REQUIREMENTS: Reproduce every one of the records below verbatim, omitting the pictures.

################

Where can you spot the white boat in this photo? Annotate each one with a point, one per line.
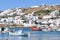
(19, 33)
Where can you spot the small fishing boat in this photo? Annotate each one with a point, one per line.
(36, 29)
(3, 30)
(19, 33)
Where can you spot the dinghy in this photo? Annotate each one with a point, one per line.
(19, 33)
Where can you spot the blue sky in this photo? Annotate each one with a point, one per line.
(8, 4)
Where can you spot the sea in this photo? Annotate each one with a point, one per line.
(34, 35)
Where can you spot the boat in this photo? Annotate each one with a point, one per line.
(4, 30)
(19, 33)
(36, 29)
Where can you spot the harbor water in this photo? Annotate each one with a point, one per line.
(34, 35)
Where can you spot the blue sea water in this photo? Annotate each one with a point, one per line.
(35, 35)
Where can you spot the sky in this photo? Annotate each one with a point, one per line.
(8, 4)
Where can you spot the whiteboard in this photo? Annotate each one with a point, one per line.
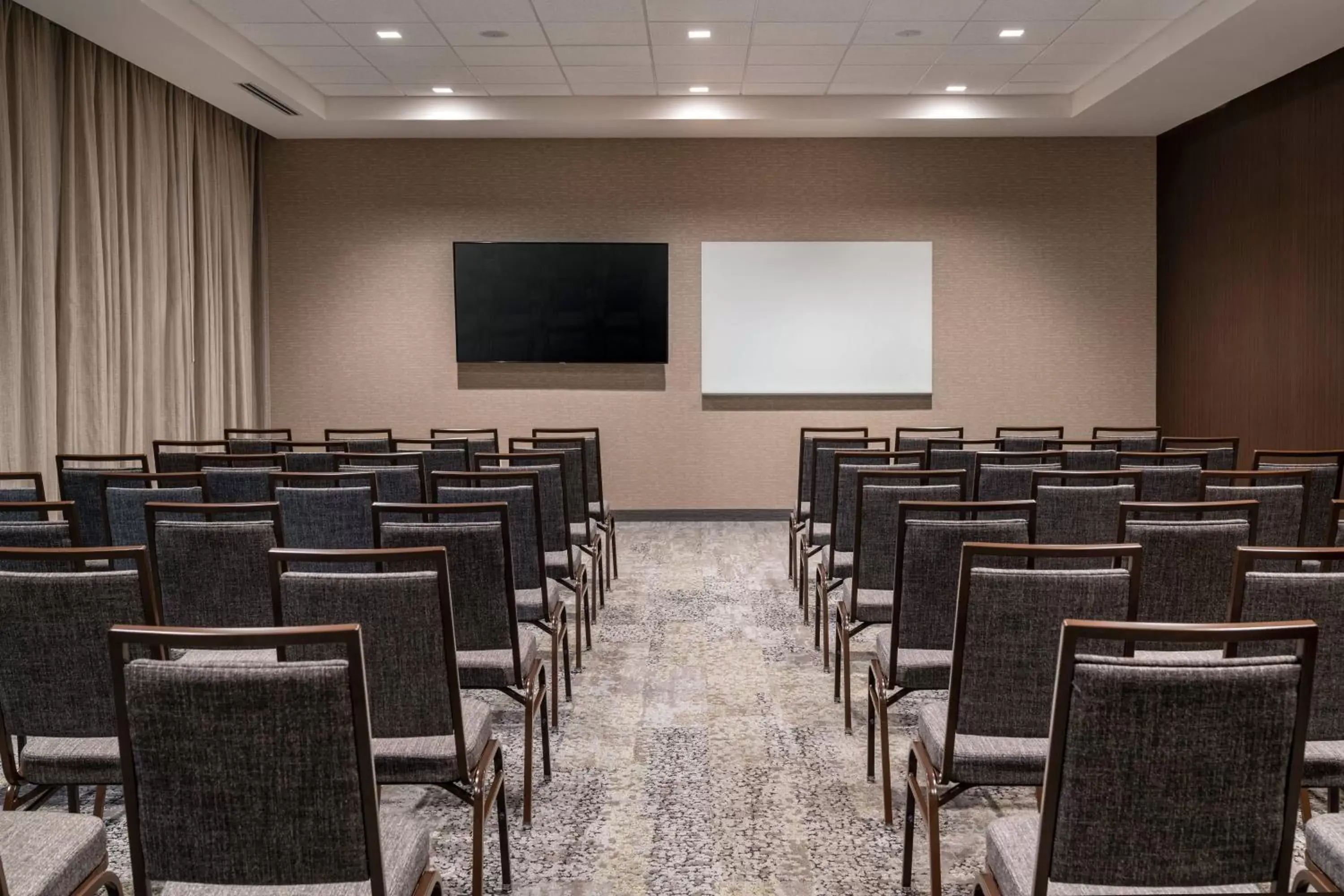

################

COMPLETE RESPONSE:
Where can you spot the white boat in this photo? Annotate each one with a point, one per line.
(19, 33)
Where can you spot the small fishing boat in this photo? Annotate each one with a point, one per line.
(36, 29)
(3, 30)
(19, 33)
Where can you spot the dinghy in this photo? Annotate each one with a point, one per line.
(19, 33)
Where can you spot the blue sky in this photo? Annotate each one with a point, one per line.
(8, 4)
Where can you spot the sea in this photo? Annotate each one with a point, one per line.
(34, 35)
Where can you spot the boat in this photo? Annotate each one with a point, one per line.
(4, 30)
(19, 33)
(36, 29)
Where can you spot the harbor water in this photo? Annotate each one with a point, one per line.
(34, 35)
Where can you spot the blue sea water in this photo? Annotate each one with a point, one per line.
(35, 35)
Where can you spot the sky in this photo? Annotate each one with a point, one per line.
(8, 4)
Where can you spot the whiteboard in this photo? Annotate each one with a point, one per line.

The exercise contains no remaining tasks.